Saved entries:

----

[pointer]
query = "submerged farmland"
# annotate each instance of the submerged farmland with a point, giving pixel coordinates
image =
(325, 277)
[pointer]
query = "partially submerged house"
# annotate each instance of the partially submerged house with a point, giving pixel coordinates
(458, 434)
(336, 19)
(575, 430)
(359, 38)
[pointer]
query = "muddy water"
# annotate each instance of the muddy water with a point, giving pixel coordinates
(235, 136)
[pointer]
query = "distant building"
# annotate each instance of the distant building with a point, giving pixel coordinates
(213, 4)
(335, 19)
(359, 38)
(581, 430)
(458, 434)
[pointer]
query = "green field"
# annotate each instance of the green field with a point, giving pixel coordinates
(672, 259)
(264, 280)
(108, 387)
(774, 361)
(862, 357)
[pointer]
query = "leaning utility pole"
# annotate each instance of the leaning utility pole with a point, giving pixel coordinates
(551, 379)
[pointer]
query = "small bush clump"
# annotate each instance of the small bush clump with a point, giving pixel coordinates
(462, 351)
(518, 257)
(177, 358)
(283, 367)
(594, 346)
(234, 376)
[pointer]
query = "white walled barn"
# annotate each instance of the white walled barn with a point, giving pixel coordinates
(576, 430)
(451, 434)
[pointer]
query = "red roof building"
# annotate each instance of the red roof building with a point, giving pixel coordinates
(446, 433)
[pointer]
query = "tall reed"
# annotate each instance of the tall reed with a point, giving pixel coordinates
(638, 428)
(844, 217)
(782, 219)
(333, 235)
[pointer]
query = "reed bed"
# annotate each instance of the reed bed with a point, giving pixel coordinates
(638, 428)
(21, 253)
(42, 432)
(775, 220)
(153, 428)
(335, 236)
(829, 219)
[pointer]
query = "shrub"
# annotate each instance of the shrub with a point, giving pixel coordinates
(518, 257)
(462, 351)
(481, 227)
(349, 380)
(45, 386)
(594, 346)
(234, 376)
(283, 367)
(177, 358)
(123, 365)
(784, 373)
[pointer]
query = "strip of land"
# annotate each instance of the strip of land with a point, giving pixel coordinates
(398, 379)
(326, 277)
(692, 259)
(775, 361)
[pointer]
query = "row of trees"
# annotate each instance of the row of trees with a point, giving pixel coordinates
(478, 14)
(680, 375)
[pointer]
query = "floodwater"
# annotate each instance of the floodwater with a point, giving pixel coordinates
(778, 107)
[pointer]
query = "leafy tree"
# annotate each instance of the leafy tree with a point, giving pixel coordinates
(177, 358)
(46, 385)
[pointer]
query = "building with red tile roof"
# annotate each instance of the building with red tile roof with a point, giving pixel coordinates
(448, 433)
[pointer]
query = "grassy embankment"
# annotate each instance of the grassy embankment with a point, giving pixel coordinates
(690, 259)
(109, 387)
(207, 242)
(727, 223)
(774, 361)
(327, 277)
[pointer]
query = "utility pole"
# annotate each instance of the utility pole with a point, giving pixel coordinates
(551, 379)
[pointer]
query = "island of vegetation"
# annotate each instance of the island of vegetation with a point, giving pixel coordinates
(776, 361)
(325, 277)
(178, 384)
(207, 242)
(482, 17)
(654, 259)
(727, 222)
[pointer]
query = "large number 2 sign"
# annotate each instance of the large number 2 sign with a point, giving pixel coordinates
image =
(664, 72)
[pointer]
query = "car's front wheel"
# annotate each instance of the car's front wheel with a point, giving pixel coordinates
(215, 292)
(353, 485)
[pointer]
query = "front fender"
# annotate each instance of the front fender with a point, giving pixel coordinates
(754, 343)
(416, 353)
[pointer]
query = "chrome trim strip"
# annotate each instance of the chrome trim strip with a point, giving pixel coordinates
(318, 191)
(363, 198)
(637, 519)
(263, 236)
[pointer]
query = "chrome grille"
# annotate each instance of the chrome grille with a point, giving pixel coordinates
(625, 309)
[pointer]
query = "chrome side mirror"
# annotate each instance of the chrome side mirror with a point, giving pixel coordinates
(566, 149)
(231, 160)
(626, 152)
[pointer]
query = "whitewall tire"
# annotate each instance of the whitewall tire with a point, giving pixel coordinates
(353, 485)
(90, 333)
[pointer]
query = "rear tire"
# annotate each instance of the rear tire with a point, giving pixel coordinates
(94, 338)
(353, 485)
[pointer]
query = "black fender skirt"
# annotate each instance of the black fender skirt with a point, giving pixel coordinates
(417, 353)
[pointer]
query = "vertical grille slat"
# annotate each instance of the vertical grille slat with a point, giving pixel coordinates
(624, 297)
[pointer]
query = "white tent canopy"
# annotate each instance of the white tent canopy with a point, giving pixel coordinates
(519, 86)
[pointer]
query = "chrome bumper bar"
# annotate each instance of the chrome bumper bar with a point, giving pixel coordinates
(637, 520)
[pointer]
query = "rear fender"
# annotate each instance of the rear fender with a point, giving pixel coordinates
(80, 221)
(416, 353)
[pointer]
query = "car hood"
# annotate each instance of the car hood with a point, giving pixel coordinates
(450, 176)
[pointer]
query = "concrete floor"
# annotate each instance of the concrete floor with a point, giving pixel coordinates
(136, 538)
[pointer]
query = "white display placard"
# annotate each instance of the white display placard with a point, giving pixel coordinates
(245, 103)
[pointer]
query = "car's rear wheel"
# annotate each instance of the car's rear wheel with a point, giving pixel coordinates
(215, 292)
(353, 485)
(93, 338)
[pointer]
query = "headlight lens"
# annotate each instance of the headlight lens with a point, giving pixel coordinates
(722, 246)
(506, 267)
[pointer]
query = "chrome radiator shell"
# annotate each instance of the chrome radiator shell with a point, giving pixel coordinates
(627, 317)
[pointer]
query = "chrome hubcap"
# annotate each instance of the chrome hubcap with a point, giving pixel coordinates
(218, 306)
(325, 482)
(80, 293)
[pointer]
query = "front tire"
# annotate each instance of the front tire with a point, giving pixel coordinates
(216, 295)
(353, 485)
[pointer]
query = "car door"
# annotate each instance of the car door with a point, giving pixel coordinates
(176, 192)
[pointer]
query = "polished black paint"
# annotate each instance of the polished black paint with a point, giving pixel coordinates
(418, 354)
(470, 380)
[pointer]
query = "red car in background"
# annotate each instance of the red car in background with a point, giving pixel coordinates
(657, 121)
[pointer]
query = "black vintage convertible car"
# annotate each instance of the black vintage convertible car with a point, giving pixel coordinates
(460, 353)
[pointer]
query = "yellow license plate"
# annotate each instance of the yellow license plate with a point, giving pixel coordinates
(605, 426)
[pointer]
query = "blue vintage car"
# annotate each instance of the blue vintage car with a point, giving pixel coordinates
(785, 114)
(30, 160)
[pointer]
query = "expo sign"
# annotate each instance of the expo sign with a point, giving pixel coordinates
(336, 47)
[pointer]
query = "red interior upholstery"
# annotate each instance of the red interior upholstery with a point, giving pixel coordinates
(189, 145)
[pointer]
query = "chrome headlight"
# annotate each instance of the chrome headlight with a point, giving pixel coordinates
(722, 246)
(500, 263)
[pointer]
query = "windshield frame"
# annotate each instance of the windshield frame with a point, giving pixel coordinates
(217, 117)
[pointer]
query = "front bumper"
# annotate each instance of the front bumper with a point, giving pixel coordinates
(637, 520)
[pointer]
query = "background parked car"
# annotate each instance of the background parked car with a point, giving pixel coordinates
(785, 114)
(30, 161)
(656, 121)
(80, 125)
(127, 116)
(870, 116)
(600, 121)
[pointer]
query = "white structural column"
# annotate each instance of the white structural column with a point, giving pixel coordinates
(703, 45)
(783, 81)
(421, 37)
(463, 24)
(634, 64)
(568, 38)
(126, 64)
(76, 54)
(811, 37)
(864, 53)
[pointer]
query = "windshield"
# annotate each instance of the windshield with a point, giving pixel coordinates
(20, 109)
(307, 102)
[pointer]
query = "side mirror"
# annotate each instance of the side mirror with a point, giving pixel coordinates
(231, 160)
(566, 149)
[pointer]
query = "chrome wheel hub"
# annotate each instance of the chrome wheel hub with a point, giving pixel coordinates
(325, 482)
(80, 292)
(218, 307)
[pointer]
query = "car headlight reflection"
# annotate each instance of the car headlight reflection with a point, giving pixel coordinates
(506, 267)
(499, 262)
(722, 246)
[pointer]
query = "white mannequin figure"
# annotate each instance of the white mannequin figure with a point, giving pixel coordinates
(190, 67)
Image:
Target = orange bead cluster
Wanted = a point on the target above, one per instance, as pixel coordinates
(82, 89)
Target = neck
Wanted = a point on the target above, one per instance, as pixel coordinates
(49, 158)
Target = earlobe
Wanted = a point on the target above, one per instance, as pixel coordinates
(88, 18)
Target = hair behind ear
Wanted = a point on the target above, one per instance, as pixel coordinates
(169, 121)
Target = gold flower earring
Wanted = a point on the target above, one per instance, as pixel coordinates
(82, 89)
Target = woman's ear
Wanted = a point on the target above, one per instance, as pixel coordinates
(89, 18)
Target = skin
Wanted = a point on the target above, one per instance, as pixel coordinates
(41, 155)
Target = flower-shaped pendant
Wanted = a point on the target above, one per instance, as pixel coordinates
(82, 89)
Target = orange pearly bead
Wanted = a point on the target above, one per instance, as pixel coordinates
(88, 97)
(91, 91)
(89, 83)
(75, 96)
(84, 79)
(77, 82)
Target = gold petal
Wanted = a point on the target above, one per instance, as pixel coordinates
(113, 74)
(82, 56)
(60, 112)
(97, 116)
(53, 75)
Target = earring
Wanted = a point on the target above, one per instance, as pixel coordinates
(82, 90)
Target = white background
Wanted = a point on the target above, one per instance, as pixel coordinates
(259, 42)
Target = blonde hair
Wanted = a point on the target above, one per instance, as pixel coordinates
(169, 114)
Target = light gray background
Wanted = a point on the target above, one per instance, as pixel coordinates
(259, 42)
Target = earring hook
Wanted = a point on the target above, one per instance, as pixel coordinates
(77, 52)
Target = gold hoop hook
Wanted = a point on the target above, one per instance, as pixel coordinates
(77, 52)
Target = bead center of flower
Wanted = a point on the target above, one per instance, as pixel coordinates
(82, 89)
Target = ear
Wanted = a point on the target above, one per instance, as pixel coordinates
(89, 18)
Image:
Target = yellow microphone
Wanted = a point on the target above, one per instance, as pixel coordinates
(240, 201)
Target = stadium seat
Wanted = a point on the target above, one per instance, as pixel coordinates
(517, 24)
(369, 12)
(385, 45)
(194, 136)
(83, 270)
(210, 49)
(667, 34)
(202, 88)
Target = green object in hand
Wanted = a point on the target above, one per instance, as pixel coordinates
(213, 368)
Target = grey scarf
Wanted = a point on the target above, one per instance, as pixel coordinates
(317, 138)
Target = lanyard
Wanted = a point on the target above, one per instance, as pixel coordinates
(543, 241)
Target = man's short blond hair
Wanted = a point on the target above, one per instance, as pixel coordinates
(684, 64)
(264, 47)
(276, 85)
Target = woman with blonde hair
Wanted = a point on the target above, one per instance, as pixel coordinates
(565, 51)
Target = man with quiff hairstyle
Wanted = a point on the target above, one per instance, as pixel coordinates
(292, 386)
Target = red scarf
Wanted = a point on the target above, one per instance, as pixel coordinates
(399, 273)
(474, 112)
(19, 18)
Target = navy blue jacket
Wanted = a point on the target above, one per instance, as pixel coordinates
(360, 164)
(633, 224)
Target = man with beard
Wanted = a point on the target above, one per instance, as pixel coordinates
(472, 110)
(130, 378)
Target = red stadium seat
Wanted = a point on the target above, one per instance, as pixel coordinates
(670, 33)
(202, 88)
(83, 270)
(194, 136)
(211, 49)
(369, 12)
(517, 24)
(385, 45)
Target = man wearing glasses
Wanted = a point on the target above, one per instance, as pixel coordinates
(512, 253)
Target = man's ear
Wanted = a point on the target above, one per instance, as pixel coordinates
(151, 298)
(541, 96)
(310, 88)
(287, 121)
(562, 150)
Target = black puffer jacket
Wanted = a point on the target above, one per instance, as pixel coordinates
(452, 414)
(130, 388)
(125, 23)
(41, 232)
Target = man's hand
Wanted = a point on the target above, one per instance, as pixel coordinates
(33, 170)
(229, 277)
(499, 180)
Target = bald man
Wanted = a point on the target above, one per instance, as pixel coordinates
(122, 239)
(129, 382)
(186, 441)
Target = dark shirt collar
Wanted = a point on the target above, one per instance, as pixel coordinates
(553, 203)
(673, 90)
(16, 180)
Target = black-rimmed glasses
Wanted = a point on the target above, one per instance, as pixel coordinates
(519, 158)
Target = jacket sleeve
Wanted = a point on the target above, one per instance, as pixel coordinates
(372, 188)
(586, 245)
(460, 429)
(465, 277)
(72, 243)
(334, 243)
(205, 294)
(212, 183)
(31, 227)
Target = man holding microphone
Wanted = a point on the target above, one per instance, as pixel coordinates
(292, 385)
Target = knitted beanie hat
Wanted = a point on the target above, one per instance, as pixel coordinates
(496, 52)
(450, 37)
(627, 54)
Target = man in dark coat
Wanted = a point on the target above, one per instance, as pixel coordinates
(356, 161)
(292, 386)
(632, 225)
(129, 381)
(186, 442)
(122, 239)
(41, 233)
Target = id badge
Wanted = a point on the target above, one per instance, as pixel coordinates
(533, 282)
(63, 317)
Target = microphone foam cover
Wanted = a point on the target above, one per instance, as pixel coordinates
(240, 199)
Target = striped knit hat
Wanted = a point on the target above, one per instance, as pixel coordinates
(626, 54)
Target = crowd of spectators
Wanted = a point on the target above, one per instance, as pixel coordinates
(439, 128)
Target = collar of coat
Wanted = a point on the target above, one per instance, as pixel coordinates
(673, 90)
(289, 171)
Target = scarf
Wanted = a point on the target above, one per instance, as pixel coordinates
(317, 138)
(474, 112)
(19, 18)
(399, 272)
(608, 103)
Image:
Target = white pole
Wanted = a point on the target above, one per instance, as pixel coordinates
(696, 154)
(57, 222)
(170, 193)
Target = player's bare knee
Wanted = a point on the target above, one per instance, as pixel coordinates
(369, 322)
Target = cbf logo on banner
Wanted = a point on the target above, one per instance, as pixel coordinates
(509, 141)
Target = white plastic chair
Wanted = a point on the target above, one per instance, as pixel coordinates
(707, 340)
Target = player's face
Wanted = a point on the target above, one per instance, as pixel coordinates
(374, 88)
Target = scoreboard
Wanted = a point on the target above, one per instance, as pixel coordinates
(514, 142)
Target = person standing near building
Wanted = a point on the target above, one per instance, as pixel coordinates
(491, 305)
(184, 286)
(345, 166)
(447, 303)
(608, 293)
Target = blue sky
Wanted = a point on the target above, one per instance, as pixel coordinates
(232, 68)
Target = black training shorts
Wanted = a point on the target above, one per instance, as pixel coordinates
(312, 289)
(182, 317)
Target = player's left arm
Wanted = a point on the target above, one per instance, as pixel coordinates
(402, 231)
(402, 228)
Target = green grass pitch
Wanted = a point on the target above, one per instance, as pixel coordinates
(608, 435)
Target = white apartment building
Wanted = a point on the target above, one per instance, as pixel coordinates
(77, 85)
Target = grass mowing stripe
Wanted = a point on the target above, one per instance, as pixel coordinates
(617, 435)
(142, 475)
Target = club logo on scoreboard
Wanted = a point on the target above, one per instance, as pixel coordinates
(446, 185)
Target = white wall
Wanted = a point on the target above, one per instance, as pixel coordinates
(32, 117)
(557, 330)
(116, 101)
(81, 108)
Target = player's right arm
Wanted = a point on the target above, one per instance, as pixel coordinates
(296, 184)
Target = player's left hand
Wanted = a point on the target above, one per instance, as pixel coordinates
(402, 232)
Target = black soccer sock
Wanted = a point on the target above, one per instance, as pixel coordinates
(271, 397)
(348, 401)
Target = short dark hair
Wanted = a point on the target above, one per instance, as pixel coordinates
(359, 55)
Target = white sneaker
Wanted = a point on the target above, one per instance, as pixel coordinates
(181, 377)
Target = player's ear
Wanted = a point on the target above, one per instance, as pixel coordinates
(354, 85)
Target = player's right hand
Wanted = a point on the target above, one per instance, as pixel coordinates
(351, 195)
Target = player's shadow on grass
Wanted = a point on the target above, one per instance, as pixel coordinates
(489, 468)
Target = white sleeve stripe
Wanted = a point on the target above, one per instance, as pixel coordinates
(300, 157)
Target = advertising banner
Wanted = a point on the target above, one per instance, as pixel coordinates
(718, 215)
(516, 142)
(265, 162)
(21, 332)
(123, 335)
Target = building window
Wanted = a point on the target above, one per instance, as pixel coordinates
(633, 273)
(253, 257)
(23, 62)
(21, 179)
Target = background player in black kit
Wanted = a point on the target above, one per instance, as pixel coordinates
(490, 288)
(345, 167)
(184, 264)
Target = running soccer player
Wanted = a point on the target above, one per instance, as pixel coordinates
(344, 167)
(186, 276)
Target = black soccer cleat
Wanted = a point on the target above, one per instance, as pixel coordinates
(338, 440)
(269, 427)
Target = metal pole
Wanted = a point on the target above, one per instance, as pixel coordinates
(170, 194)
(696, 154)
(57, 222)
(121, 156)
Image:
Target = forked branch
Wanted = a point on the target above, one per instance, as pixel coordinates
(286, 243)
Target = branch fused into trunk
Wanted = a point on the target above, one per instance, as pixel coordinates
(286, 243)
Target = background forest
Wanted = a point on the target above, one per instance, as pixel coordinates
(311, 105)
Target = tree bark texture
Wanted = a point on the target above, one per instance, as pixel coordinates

----

TASK BRIEF: The answer must be a single number: the count of lines in the entries that include "soccer".

SOLUTION TO THE EXERCISE: 3